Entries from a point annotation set
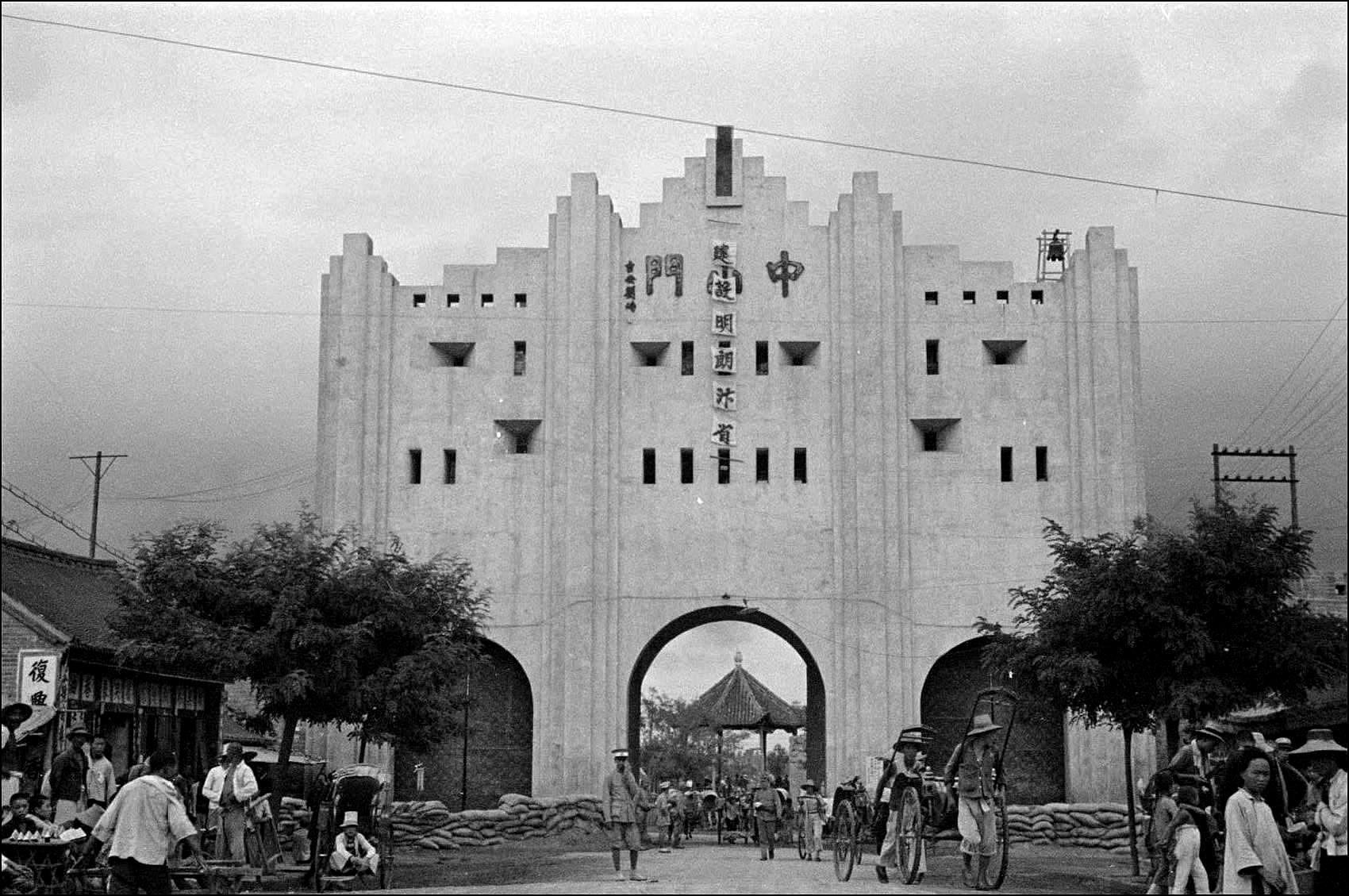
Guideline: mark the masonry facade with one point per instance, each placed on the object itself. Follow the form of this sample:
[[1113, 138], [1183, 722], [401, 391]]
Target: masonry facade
[[899, 424]]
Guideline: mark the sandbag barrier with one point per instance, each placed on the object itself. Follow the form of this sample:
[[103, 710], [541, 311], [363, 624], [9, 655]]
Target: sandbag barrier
[[1097, 825], [429, 825]]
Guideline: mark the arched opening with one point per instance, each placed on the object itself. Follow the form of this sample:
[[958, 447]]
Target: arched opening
[[813, 680], [1035, 752], [498, 749]]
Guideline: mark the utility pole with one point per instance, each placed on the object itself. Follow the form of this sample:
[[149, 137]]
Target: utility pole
[[1258, 452], [98, 470]]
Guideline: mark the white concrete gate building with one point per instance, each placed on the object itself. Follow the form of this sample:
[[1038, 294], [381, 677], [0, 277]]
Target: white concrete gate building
[[903, 423]]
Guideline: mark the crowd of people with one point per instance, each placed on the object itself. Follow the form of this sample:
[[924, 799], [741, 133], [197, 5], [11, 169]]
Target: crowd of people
[[1240, 813]]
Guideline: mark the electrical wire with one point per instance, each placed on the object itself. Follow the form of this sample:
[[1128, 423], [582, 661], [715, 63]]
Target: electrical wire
[[595, 107]]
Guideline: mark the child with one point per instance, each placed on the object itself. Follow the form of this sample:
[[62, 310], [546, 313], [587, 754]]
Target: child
[[1159, 833], [1189, 832]]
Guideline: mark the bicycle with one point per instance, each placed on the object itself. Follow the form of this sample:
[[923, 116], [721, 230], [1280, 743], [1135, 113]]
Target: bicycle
[[851, 817]]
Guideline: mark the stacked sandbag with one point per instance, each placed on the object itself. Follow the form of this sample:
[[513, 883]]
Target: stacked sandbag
[[1094, 825], [429, 825]]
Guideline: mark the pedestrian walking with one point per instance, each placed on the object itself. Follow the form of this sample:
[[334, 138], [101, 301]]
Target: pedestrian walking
[[618, 806], [768, 813], [1325, 761], [236, 786], [69, 776], [144, 826], [973, 763], [1193, 840], [103, 780], [1254, 859]]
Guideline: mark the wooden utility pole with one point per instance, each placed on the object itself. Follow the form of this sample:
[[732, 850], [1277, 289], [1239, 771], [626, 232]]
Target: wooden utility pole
[[98, 470], [1258, 452]]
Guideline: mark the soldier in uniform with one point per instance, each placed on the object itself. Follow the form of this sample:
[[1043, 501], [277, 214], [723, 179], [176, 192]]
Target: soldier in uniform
[[618, 798]]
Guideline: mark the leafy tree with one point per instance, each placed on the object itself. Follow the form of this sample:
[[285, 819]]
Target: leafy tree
[[324, 628], [1132, 628]]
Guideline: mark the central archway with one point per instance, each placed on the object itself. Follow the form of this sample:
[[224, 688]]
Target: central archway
[[813, 680]]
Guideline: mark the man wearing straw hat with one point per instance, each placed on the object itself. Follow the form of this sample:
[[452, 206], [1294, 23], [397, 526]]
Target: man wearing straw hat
[[618, 794], [352, 853], [973, 763], [1325, 760]]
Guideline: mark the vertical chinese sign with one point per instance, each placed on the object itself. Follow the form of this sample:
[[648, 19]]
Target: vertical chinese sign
[[40, 676], [724, 286]]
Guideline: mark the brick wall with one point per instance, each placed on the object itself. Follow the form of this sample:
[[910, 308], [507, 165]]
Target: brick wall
[[501, 734], [1035, 752], [15, 636]]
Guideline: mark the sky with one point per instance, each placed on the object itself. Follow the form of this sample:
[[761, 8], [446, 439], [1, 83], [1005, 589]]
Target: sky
[[167, 211]]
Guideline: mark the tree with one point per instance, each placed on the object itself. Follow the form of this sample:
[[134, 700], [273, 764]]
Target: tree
[[1132, 628], [324, 628]]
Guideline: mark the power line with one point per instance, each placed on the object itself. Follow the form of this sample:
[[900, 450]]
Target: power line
[[595, 107]]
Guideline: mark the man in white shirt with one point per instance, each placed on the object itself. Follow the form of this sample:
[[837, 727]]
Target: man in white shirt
[[142, 828], [231, 790], [102, 782], [1331, 855]]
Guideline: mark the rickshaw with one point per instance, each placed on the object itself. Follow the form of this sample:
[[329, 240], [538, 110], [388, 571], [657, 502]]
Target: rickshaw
[[923, 805], [355, 788]]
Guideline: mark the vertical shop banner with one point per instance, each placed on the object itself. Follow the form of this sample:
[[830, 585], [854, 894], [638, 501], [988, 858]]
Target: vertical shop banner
[[40, 676]]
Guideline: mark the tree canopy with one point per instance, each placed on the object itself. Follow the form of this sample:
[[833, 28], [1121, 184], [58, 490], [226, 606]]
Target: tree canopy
[[324, 628]]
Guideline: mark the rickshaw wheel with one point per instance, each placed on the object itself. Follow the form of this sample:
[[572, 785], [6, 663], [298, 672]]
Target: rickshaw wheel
[[845, 841], [909, 834]]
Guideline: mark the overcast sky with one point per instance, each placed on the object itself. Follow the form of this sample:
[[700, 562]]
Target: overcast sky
[[167, 211]]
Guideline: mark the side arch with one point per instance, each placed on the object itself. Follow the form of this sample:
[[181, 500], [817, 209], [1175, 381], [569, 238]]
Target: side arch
[[1035, 760], [499, 745], [815, 709]]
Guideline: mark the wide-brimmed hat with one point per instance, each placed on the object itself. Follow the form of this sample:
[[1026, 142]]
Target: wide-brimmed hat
[[982, 724], [1212, 733], [22, 709], [1320, 743]]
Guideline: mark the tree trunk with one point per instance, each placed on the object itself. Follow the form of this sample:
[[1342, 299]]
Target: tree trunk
[[1128, 790]]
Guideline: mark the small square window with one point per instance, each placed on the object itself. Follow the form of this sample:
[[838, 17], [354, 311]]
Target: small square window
[[648, 466]]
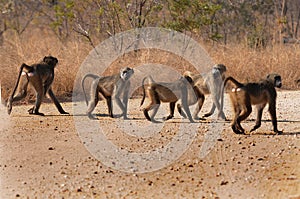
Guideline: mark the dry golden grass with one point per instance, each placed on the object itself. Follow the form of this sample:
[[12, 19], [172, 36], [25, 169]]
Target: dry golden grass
[[243, 63], [251, 65]]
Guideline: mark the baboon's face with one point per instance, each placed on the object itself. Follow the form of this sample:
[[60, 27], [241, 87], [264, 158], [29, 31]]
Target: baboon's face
[[52, 61], [275, 79], [218, 69], [126, 73]]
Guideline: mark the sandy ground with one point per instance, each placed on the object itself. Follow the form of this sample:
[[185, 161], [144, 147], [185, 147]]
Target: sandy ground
[[45, 157]]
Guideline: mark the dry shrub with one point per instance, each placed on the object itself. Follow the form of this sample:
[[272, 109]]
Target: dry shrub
[[251, 65], [31, 47]]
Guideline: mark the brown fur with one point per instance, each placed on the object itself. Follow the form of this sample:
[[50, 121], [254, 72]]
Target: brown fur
[[167, 93], [203, 85], [259, 94], [41, 77], [109, 87]]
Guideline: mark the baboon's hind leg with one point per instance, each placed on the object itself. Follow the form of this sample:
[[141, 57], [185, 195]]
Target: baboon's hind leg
[[172, 108]]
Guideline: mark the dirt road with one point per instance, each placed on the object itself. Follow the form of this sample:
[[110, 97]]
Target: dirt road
[[44, 157]]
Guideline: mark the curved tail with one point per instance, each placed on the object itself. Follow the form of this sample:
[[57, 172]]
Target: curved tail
[[150, 81], [144, 93], [82, 84]]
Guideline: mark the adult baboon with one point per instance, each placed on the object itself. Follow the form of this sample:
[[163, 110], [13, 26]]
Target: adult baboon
[[109, 87], [211, 82], [166, 92], [259, 94], [40, 76]]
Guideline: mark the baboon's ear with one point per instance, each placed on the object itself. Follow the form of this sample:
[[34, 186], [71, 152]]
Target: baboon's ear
[[189, 79]]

■ **GOAL**: Print all of the data above line for line, leaving out the pictures.

■ **TASK RESPONSE**:
Guideline: mark the masonry facade with one point per instance, each placed on the object itself. Follow the form of this sample:
[[1113, 138], [1183, 722], [401, 391]]
Target: masonry facade
[[899, 424]]
Guideline: mark the sandbag barrier with one point per instance, each placed on the object itself. Follow the form of this sample:
[[103, 710], [541, 311], [363, 624], [9, 655]]
Target: sandbag barrier
[[1097, 825], [429, 825]]
Guideline: mark the arched opening with one point per instance, each placed on the object itself. Follow the form of this sample:
[[958, 447]]
Target: arched opening
[[813, 680], [1035, 752], [498, 749]]
Guideline: mark the utility pole with one point per instance, each placed on the object itself. Follow the form of this sample:
[[149, 137]]
Target: utility pole
[[1258, 452], [98, 470]]
Guideline: mark the white concrete gate building with one point per instance, each placed on the object itself. Follow the form of this sample:
[[1038, 294], [381, 677], [0, 277]]
Target: white concrete gate building
[[903, 423]]
Guideline: mark the crowd of people with one point per instance, each placed on the object itself. Follow the form of this sample:
[[924, 799], [741, 133], [197, 5], [11, 169]]
Target: crowd of people
[[1240, 813]]
Guideline: mark the electrical wire with one point per instance, each placed on the object itself. Follow the form of this sample:
[[1128, 423], [582, 661], [715, 63]]
Target: electrical wire
[[595, 107]]
Guideline: mark the child with one point per instance, each placed on the object itself. Follow the form of this sample:
[[62, 310], [546, 313], [587, 754]]
Target: child
[[1159, 833], [1189, 832]]
Guideline: mark the bicycle with one point per instance, each placed on the object itself. Follow the form of this sample:
[[923, 116], [721, 230], [1280, 743], [1135, 113]]
Target: bicycle
[[851, 817]]
Guideline: mark the stacked sandbag with one point per instance, each placed on the object itself. Follow the form of this sample:
[[513, 883]]
Target: stacked sandbag
[[1094, 825], [429, 825]]
Guideline: mark the pedestrian walking with one point per instance, each placed on the object itself. Follow the form of this sample:
[[334, 138], [101, 301]]
Target: pedestrian walking
[[618, 806], [768, 813], [1325, 761], [236, 786], [69, 776], [144, 826], [973, 763], [1193, 840], [103, 780], [1254, 859]]
Guideline: mark the wooden utility pole with one point per instance, each placed on the object itself. Follow the form of this sample:
[[732, 850], [1277, 289], [1239, 771], [626, 232]]
Target: wooden utility pole
[[98, 470], [1258, 452]]
Guideline: mark the soldier in uniform with one point per instance, each placed on the object itself. Follow the form of this sample:
[[1043, 501], [277, 214], [723, 179], [176, 192]]
Target: soldier in uniform
[[618, 798]]
Guideline: mark the leafy tree with one point per instance, each placed on the object itself. Follow the form of this sample:
[[285, 819]]
Target: leafy tree
[[324, 628], [1132, 628]]
Guideline: mark the central archway with one point per instance, each placed on the object itself. Follow the form of this sample:
[[224, 688]]
Target: central archway
[[813, 680]]
Guideline: mark the man wearing straw hat with one point per instance, each placed on the object itself. Follow the form of this sample:
[[452, 206], [1294, 23], [397, 526]]
Target: man wearing straw hat
[[618, 794], [352, 853], [973, 763], [1325, 760]]
Guideline: mark the vertical chinese sign with one point per instance, each placed on the object itself. Follow the form of this sample:
[[648, 19]]
Target: vertical chinese sign
[[40, 676], [724, 286]]
Guideline: mark the brick wall with one point per instance, each placed on the object itself. Follow the form of this sample:
[[910, 308], [507, 165]]
Target: brick wall
[[501, 734], [1035, 752], [15, 636]]
Guideline: mark the sky with one point per instance, each placed on the object itself. Follow the form of this sample:
[[761, 8], [446, 439], [1, 83], [1005, 589]]
Target: sky
[[167, 211]]
Guideline: mark the tree with one point per instance, each placed on the object itself. Follow the form of this sample:
[[134, 700], [273, 764]]
Target: tree
[[1132, 628], [324, 628]]
Guideline: mark the power line with one point per instance, each placed on the object itself. Follow the form of this sample:
[[900, 450]]
Target: power line
[[595, 107]]
Guideline: mark the man in white shirt with one point per instance, each placed on the object itself. Follow the form of this sample:
[[837, 727]]
Target: man in white shirt
[[142, 828], [231, 790], [102, 782], [1331, 855]]
Guideline: mark the rickshaw with one point per instance, each placed on the object itself. Follow the form of this sample:
[[329, 240], [538, 110], [388, 571], [657, 502]]
Target: rickshaw
[[923, 805], [355, 788]]
Guideline: mark the vertical shop banner with one point per instance, each placed on the object itself. Follow the form of this sample:
[[830, 585], [854, 894], [638, 501], [988, 858]]
Target: vertical shop banner
[[40, 676]]
Guideline: mark the tree canopy with one point per instance, each placed on the object itself. Follow the form of this sample:
[[833, 28], [1121, 184], [58, 490], [226, 606]]
Target: tree canopy
[[324, 628]]
Guideline: mark the rickshaw wheel with one point per instance, each placed on the object itself. Follow the form of this sample:
[[572, 785], [6, 663], [298, 672]]
Target: rickshaw wheel
[[845, 841], [909, 834]]
Guideline: mark the overcast sky with one point per instance, each placed on the object itself. Follow the form of this sample:
[[700, 562]]
Target: overcast sky
[[167, 211]]
Guideline: mark the side arch with one point per instance, each placed on the object itself. Follow the form of this sample:
[[181, 500], [817, 209], [1175, 381], [569, 238]]
Target: side arch
[[1035, 760], [499, 745], [815, 709]]
Guideline: mark the wide-brimmed hat with one point per instance, each placed on the object itself. Follow the form of this sample:
[[1026, 142]]
Target: wide-brimmed hat
[[982, 724], [1212, 733], [22, 709], [1320, 743]]
Guideline: mark the tree trunk with one point per instance, each placed on the object itself. Follow the form of this sample:
[[1342, 299]]
Target: tree trunk
[[1128, 790]]
Guideline: mark the small square window with one point per instance, each placed on the object itself. Follow the form of this sample:
[[838, 17], [354, 311]]
Target: small square window
[[648, 466]]
Guideline: mark the dry golden grass with one point per instance, each placed on the object itself. Follow the form of this sample:
[[12, 19], [172, 36], [25, 169]]
Target: dry golden grass
[[243, 63], [251, 65]]
Guideline: mark the baboon's face with one point per instance, each placed on the object itself. Follow the form of this sample:
[[60, 27], [241, 87], [264, 158], [29, 31]]
Target: baboon's face
[[52, 61], [275, 79], [218, 69], [126, 73]]
Guideline: mark the sandy ground with one point per instance, each placed on the object itself. Follow the form of this sample:
[[185, 161], [144, 147], [185, 147]]
Target: sandy ground
[[45, 157]]
Guideline: mark the dry shrub with one point per instance, each placed on the object itself. Follow the form of this sample:
[[272, 109]]
Target: dry shrub
[[251, 65], [31, 47]]
Guideline: mark the brown fur with one point per instance, each placed on the object itself. Follow the form of this sample:
[[50, 121], [254, 72]]
Target: brown fur
[[167, 93], [203, 85], [259, 94], [41, 77], [109, 87]]
Guideline: mark the baboon's hind leg with one point per instance, each placed on the object itself. Follow the form of this sample:
[[141, 57], [185, 195]]
Target: baboon's hind leg
[[172, 108]]
Guideline: mark the dirt road with one point per instance, each placed on the object itself. Follow the form of this sample:
[[110, 97]]
Target: dirt road
[[44, 157]]
Guideline: mark the curved tail with one point per instance, each placed on the object itself. Follow the form of this sample:
[[57, 172]]
Target: curved tail
[[150, 81], [144, 93], [82, 84]]
Guideline: mark the adult baboon with one point per instance, each placed on the object itself. Follow the form of this sample:
[[163, 110], [13, 26]]
Target: adult baboon
[[109, 87], [211, 82], [166, 92], [259, 94], [40, 76]]
Guideline: mark the baboon's ear with one point per instance, each placed on the object itself. Follow the form of this sample:
[[34, 186], [71, 152]]
Target: baboon's ear
[[189, 79]]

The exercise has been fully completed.